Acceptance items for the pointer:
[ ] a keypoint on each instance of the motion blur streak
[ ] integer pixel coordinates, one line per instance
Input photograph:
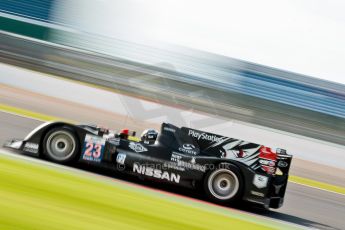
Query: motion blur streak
(40, 197)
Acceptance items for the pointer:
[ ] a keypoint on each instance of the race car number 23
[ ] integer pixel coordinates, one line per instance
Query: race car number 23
(93, 148)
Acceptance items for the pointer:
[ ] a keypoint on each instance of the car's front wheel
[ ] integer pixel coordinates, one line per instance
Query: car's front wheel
(224, 184)
(61, 145)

--

Task objective
The whole listing above, word for word: repeat it with the pictures excluded.

Task output
Acceptance items for the pointer:
[ ] a keypoint on each instance of the motion blur streak
[ ] integer pixel coordinates, one line per instance
Input photograph:
Query: motion blur streak
(40, 197)
Acceptance items for the pointer:
[ ] a keypoint on each instance of the race car number 23
[ ] integer pixel coordinates, one line per instance
Query: race car number 23
(93, 148)
Acceptance items for the pointer:
[ ] a keypoint on each instance of the car's front wheel
[ ] integer pixel coordinates, one line per instance
Query: car's front wheel
(224, 184)
(61, 145)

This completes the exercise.